> **Supplied information**
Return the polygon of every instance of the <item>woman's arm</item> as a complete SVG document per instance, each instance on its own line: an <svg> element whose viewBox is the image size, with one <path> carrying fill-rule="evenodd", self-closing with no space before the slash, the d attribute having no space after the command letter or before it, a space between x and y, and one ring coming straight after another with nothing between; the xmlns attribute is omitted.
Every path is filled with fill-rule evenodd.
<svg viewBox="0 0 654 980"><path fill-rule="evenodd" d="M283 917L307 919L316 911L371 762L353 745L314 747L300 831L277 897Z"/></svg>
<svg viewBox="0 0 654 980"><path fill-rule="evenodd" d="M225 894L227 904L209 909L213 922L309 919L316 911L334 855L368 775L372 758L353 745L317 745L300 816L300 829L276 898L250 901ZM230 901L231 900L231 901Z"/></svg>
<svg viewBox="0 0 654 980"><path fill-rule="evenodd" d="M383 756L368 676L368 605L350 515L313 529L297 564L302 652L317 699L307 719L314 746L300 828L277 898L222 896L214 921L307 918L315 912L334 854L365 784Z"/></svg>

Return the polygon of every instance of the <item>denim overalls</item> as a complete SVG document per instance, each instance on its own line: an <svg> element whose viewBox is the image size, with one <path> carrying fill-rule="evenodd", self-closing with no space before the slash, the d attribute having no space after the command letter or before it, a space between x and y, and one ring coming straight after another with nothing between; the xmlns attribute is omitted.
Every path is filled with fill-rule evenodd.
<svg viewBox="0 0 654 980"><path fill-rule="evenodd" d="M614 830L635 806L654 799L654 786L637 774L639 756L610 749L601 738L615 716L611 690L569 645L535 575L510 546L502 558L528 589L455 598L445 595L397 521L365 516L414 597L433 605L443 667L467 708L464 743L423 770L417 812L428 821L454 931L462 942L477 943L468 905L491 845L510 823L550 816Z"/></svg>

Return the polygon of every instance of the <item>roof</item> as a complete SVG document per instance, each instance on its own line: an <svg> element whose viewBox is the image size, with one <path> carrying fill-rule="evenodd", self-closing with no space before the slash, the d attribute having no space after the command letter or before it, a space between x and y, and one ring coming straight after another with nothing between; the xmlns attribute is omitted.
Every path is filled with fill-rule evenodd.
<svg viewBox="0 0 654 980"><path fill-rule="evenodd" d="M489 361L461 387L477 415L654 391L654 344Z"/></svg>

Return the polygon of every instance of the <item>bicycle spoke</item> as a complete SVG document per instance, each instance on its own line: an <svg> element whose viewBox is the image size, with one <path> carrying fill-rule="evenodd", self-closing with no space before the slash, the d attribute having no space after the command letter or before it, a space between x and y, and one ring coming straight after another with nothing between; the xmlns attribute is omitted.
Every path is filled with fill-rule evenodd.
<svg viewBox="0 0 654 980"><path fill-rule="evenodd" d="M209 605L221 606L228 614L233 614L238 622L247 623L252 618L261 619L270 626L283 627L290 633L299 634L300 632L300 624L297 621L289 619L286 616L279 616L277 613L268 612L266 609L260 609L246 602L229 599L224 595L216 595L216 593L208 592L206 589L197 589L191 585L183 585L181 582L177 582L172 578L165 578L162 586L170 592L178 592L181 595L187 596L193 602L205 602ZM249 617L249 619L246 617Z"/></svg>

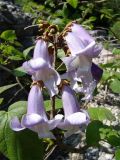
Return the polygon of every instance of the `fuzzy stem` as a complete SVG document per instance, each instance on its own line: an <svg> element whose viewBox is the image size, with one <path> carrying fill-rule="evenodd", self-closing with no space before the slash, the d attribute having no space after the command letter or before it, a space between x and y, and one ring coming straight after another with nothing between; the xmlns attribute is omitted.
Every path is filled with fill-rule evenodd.
<svg viewBox="0 0 120 160"><path fill-rule="evenodd" d="M54 118L56 114L55 111L55 96L51 97L51 114L50 114L50 118Z"/></svg>

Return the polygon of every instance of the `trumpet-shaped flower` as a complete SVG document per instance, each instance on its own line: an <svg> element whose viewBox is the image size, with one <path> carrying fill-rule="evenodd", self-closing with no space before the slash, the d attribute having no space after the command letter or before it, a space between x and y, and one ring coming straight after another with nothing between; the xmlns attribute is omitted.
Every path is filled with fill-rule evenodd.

> **Task instructions**
Every line above has to be output exactly; the pictures must be dropped.

> **Result of the exercise**
Return the polygon of every instance of the <item>woman's arm</item> as a complete SVG document per instance, each instance on its own line: an <svg> element whose viewBox is the image size, with one <path> carrying fill-rule="evenodd", self-closing with no space before the slash, the d attribute having no space after the command letter or before it, a space between x and y, and one ring coming straight after another with nothing between; the xmlns attribute is omitted.
Every path is filled with fill-rule evenodd.
<svg viewBox="0 0 654 980"><path fill-rule="evenodd" d="M283 917L307 919L316 911L371 762L353 745L314 747L300 831L277 897Z"/></svg>
<svg viewBox="0 0 654 980"><path fill-rule="evenodd" d="M225 894L227 904L209 909L213 922L309 919L316 911L334 855L368 775L372 758L353 745L317 745L300 816L300 829L276 898L250 901ZM230 901L231 900L231 901Z"/></svg>
<svg viewBox="0 0 654 980"><path fill-rule="evenodd" d="M383 756L368 676L368 605L350 515L313 529L297 564L302 652L317 699L307 719L314 746L300 828L277 898L222 896L214 921L307 918L315 912L334 854L365 784Z"/></svg>

Return the polygon of every instance of the <item>denim overalls</item> as a complete SVG document per instance, each instance on its own line: an <svg> element whose viewBox is the image size, with one <path> carrying fill-rule="evenodd", self-closing with no space before the slash, the d attribute having no space after the command letter or before it, a space between x and y, and one ring coming straight after another with nothing between; the xmlns attribute is omitted.
Every path is filled with fill-rule evenodd.
<svg viewBox="0 0 654 980"><path fill-rule="evenodd" d="M614 830L635 806L654 799L654 786L637 774L639 756L610 749L601 738L615 716L611 690L569 645L535 575L510 546L502 558L528 589L455 598L445 595L397 521L365 516L414 597L433 605L443 667L467 708L464 743L423 770L417 812L428 821L454 931L462 942L477 943L468 905L491 845L510 823L550 816Z"/></svg>

Return the polygon of every instance of the <item>roof</item> as a complete SVG document per instance, each instance on its own line: an <svg> element whose viewBox is the image size, with one <path> carrying fill-rule="evenodd", self-closing with no space before the slash, the d attribute having no space after the command letter or before it, a space between x and y, and one ring coming straight after another with nothing between; the xmlns attribute is omitted.
Every path is filled with fill-rule evenodd.
<svg viewBox="0 0 654 980"><path fill-rule="evenodd" d="M489 361L461 387L477 415L654 391L654 344Z"/></svg>

Return the polygon of every instance of the <item>bicycle spoke</item> as a complete SVG document per instance, each instance on its own line: an <svg> element whose viewBox is the image size, with one <path> carrying fill-rule="evenodd", self-closing with no space before the slash, the d attribute having no space after the command letter or before it, a space between x and y, and one ring coming straight after another with nothing between; the xmlns attribute is omitted.
Every path is filled with fill-rule evenodd.
<svg viewBox="0 0 654 980"><path fill-rule="evenodd" d="M209 605L221 606L228 614L233 614L238 622L247 623L252 618L261 619L270 626L283 627L290 633L299 634L300 632L300 624L297 621L289 619L286 616L279 616L277 613L268 612L266 609L260 609L246 602L229 599L224 595L216 595L216 593L208 592L206 589L197 589L191 585L183 585L181 582L177 582L172 578L165 578L162 586L170 592L178 592L181 595L187 596L193 602L205 602ZM249 617L249 619L246 617Z"/></svg>

Return the polygon of every instance of the `fuzzy stem` as a complete SVG document per instance, each instance on its own line: an <svg> element whose viewBox is the image size, with one <path> carrying fill-rule="evenodd", self-closing with no space before the slash, the d attribute having no space after the command letter or before it, a space between x and y, and one ring coming straight after another with nothing between; the xmlns attribute is omitted.
Every path is filled with fill-rule evenodd.
<svg viewBox="0 0 120 160"><path fill-rule="evenodd" d="M54 118L56 114L55 111L55 96L51 97L51 114L50 114L50 118Z"/></svg>

Return the polygon of every instance of the `trumpet-shaped flower` as a complete SVG document per instance, each instance on its own line: an <svg> element whose viewBox is the image size, with one <path> carrying fill-rule="evenodd", self-closing with no space before the slash, the d attribute having no space after the command letter or before it, a space between x and y, and one ring coming straight after another with nothing between; the xmlns attribute is omitted.
Every path is filled with fill-rule evenodd.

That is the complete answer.